Records contained in a dataset
□ □ □ □

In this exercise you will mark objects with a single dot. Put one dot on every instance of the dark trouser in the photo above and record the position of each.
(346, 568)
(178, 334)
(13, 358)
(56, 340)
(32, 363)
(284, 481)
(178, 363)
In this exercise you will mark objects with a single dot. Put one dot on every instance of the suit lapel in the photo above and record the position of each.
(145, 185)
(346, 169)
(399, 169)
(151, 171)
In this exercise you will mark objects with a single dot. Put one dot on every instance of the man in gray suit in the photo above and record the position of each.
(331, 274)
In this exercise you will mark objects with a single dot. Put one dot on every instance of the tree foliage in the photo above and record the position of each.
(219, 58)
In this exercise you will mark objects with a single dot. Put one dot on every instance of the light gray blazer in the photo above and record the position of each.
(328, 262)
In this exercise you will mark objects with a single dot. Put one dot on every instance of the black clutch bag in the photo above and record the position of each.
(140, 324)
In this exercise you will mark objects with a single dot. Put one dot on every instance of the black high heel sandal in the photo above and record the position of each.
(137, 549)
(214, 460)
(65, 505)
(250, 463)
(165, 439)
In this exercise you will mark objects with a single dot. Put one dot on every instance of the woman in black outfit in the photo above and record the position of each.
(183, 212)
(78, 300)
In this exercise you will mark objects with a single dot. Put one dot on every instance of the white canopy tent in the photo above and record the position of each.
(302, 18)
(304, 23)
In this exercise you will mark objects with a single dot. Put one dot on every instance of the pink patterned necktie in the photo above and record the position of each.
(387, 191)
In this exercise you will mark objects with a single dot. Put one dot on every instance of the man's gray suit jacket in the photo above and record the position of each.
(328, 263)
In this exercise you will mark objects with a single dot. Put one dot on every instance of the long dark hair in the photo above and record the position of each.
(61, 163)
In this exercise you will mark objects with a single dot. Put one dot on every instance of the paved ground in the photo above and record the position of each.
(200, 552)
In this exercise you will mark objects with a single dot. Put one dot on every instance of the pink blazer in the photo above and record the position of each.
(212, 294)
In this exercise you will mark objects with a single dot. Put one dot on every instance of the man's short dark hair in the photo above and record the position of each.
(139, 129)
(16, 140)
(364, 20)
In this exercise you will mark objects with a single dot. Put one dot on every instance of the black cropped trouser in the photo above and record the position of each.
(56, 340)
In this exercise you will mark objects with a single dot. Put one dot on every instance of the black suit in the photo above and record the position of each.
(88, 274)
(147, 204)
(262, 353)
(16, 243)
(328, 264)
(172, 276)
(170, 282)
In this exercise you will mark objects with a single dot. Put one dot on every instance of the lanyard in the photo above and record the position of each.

□ □ □ □

> **Exercise requirements**:
The output should be a character-exact copy of all entries.

> **Exercise result**:
In this exercise you will mark objects with a single dot. Put one dot on every instance of the dark trouser in the photo above and record the position of each.
(346, 568)
(178, 334)
(13, 358)
(56, 340)
(32, 363)
(284, 481)
(178, 363)
In this exercise you will mark objects with a single dot. Put one dot on every instance of the suit lapel in the photo above and record the position of each.
(145, 185)
(346, 169)
(399, 169)
(151, 171)
In this exercise you will mark objects with a single dot. Put one dot on every instance of the man in gray suit in the photo above and record the position of each.
(331, 274)
In this exercise you will mark objects with a single dot. Put one dot on every instance of the tree foliage in the photo above and record the position of each.
(219, 58)
In this exercise you will mark objects with a single dot. Put one dot on every instance of the light gray blazer in the photo above and record the position of each.
(328, 262)
In this exercise you will mark objects with a single dot. Put one dot on every instance of the black clutch bag in the photo above and record the position of each.
(140, 324)
In this exercise you will mark objects with a single dot. Put one dot on every instance of the black high heel sandal in the photo above and record the position of each.
(137, 549)
(214, 460)
(65, 505)
(250, 463)
(165, 439)
In this exercise you will mark objects with a single dot. Put one dot on every instance of the woman in black outfit in the photo above and record the position of each.
(183, 212)
(78, 300)
In this exercise you will mark objects with a single dot. Put one dot on every instance of the white canopy tent in the photo above and record the position of each.
(302, 18)
(304, 23)
In this exercise you will mark objects with a single dot. Put one dot on every instance of the pink patterned necktie in the photo above and record the position of each.
(387, 191)
In this exercise you will mark objects with a single dot. Put one dot on every instance of the man's gray suit jacket in the photo above and record the position of each.
(328, 263)
In this exercise you will mark objects with a single dot. Put one dot on every instance of the long dark hair in the photo above and record the position of each.
(61, 163)
In this exercise you will mark objects with a single dot. Put one dot on every instance of the paved ground in the photo above and record the position of each.
(200, 552)
In this exercise you will mark objects with a single dot. Put one dot on every instance of the pink blazer in the photo above and record the position of each.
(212, 294)
In this exercise you will mark objects with a single dot. Put one dot on every instance of the man's short dark hair in the photo above and record the position of each.
(139, 129)
(16, 140)
(364, 20)
In this exercise you will mark objects with a single dot. Put one dot on every instance of the black cropped trouser in the photo above and record the position of each.
(56, 340)
In this exercise you will mark objects with a single dot. Put one dot on every instance of the black suit in the photo above and record the position of each.
(88, 274)
(147, 204)
(262, 353)
(16, 243)
(328, 264)
(172, 276)
(170, 282)
In this exercise you will mark objects with a single dot. Put one dot on every instance of the lanyard in the photo above and record the position of each.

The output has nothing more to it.